● Excerpted records:

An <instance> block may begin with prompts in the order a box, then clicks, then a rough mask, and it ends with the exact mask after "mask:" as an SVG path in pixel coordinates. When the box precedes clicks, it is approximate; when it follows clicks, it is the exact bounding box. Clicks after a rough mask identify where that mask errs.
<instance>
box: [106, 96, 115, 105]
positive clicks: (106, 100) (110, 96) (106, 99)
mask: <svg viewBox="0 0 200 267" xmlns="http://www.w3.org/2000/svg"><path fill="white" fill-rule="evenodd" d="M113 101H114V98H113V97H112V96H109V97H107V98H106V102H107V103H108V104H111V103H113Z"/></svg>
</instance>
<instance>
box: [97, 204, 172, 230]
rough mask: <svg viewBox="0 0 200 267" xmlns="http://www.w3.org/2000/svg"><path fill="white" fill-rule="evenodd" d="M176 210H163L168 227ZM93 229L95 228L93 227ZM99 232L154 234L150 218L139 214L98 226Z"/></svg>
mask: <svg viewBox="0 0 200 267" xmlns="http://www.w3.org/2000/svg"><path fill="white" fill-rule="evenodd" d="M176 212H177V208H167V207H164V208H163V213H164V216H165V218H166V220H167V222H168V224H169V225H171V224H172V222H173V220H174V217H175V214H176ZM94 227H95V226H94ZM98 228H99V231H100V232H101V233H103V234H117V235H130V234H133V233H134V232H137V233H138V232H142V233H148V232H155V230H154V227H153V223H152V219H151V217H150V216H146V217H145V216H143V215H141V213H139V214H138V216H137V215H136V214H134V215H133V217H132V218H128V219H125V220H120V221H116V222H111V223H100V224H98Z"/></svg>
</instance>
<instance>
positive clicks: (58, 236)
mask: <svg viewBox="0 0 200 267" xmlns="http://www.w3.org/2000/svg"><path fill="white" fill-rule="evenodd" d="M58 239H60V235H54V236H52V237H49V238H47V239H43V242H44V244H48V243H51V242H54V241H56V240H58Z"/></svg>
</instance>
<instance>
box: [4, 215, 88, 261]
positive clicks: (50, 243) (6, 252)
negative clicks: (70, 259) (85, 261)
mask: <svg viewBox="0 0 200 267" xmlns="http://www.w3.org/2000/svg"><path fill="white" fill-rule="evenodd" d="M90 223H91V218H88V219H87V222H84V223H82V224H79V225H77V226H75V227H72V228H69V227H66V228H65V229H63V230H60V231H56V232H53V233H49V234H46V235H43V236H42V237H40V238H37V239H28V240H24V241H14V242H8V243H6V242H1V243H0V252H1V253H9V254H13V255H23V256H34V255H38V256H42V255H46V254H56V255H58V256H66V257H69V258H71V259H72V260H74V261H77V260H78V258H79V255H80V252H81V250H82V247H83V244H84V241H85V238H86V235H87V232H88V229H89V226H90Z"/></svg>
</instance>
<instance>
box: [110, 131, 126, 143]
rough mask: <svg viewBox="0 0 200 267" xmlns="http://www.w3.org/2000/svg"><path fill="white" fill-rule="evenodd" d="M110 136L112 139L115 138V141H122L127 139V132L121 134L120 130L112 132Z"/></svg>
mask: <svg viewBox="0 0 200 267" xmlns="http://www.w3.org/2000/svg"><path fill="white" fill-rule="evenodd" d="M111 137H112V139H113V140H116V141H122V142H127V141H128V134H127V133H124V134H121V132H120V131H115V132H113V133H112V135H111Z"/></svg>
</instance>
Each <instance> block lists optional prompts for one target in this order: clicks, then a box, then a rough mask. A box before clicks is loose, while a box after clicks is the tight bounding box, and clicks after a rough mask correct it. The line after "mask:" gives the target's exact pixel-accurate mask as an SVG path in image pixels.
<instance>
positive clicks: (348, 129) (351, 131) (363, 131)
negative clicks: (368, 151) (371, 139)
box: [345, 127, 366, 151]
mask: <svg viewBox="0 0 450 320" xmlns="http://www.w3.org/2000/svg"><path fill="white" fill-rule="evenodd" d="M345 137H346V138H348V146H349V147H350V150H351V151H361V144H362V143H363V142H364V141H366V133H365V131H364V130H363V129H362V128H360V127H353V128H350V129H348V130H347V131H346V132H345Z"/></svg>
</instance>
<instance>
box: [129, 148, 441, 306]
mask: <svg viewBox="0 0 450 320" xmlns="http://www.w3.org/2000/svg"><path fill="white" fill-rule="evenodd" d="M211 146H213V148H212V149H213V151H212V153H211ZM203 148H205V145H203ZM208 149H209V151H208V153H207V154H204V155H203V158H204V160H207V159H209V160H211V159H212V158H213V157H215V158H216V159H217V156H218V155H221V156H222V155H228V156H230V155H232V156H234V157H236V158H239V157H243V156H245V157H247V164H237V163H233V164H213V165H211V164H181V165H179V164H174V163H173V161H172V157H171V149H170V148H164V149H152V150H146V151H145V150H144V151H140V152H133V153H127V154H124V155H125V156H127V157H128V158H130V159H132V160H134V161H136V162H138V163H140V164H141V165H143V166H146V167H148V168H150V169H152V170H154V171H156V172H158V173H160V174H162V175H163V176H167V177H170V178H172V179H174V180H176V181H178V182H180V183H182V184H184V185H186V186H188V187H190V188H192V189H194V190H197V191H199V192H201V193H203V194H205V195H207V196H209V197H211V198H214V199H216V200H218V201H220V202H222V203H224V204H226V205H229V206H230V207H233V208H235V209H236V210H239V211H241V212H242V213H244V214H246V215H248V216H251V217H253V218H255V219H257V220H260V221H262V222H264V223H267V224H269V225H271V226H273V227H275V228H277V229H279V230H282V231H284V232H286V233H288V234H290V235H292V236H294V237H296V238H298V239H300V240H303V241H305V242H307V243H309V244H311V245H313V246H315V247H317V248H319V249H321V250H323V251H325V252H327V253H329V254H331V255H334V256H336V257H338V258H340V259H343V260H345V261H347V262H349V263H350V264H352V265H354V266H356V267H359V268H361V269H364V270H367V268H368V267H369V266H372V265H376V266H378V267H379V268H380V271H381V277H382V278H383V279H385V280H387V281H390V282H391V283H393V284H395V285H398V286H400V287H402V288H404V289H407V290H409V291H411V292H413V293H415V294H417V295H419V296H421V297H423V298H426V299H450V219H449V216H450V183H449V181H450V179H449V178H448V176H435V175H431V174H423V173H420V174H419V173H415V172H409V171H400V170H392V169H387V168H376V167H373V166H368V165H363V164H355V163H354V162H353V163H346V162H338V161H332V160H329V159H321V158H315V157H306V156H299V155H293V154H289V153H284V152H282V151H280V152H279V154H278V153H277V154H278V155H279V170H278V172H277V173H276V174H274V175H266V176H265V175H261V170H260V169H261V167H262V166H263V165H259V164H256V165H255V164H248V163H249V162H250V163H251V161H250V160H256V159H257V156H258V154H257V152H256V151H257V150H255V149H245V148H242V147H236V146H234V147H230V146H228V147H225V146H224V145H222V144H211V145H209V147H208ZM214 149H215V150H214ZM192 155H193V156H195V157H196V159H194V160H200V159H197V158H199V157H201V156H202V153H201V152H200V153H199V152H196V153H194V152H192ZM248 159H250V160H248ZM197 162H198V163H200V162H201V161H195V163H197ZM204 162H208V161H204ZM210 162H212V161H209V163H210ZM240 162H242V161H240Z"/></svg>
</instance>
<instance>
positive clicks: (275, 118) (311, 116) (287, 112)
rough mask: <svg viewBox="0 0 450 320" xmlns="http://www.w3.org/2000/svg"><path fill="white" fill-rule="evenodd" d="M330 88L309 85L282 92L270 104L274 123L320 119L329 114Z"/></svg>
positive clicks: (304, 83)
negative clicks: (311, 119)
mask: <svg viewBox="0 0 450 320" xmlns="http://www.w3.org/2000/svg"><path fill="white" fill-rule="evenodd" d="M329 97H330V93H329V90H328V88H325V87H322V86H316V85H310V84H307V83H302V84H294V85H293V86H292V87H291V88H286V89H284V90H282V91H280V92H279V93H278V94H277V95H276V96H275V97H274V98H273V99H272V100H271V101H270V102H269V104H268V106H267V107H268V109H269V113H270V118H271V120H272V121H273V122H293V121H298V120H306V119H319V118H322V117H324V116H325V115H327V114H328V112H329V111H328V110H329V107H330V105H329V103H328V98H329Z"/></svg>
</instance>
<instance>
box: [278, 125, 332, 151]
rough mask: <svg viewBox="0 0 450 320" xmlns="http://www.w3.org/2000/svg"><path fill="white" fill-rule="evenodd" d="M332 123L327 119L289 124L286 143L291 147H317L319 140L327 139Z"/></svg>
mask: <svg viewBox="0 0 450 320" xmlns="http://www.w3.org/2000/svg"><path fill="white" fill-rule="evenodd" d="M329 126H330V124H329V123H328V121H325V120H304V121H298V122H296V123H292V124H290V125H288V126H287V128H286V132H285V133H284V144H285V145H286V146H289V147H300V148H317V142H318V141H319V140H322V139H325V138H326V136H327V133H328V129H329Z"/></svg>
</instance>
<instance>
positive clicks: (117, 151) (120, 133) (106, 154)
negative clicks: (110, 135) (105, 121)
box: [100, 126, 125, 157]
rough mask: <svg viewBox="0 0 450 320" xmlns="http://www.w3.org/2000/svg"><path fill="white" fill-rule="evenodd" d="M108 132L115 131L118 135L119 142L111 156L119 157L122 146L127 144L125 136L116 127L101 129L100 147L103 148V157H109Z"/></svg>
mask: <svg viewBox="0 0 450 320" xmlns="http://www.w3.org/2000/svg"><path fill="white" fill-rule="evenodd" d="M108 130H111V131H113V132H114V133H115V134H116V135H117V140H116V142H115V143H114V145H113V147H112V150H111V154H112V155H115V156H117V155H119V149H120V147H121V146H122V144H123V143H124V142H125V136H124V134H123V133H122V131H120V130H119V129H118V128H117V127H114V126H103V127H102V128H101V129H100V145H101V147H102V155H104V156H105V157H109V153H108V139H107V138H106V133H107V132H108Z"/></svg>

● Problem statement: Please list each line of the rows above that contains the word "negative". Case counts.

● Problem solution:
negative clicks: (70, 259) (85, 261)
negative clicks: (368, 151) (371, 139)
negative clicks: (311, 119)
negative clicks: (110, 135) (105, 121)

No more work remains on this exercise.